Document excerpt:
## start
Wednesday, November 2, 2011

That Time of Year




In independent retail businesses, 
particularly the small business owned and operated by one person,
the Christmas season is the
 "make it, or break it" 
time of the year.

We work tremendously hard for 10 months, 
and then in the 2 months prior to Christmas, 
we can do the same amount of sales we did in the previous 10.

Knowing this to be true,
these two months become very significant to our well being.

Did I say, "very significant"?
Okay, truthfully, these two months are way too important.
They can be stressful and frustrating and difficult and back breaking.
They can make you lose sleep and work in your shop till midnight, only to drive 20 miles home in a blowing, blinding snow storm, sleep a few hours and go out and scrape the 7" of snow off your car, drive back to work, and do it all over again.

They can disrupt your sleep, your attitude, your appetite and your general ability to communicate with others without taking a bite out of them.
No one moves fast enough, cares enough, has the sense of your need to complete a task,
or apparently any idea of the urgency with which you seemingly must live through these weeks.
## end
(Object position labeling records)
## start
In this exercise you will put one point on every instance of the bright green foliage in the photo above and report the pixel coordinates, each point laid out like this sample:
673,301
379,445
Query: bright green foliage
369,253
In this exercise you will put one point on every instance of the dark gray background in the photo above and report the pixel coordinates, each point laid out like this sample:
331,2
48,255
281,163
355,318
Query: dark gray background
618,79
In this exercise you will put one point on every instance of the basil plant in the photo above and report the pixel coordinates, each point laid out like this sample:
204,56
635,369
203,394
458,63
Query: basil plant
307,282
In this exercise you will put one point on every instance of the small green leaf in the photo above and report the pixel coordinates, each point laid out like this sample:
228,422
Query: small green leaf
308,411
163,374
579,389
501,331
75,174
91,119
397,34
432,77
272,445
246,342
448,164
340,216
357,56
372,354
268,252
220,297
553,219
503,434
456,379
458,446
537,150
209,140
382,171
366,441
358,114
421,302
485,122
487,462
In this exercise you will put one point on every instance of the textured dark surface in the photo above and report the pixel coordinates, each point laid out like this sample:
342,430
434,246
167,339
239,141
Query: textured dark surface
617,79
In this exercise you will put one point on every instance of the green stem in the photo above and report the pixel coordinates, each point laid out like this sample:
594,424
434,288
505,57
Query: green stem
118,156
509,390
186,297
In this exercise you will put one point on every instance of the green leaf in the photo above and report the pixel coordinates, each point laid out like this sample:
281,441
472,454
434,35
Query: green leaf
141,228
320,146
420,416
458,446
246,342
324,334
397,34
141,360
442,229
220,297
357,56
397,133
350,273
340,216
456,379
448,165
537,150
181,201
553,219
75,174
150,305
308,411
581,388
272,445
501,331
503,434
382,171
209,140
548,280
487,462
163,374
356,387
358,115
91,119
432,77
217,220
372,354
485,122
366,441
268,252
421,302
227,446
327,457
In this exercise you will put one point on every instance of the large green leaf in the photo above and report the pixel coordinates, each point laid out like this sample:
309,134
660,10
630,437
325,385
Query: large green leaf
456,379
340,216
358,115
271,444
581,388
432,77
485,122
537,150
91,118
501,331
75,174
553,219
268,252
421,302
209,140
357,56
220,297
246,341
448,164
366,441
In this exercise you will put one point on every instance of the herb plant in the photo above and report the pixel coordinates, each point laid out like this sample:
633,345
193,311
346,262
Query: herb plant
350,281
## end
Directive: According to the post about the Christmas season in small retail, how do sales in the two months before Christmas compare with the rest of the year?

Exercise solution: In those two months, the business can make as much in sales as it did in the previous ten months.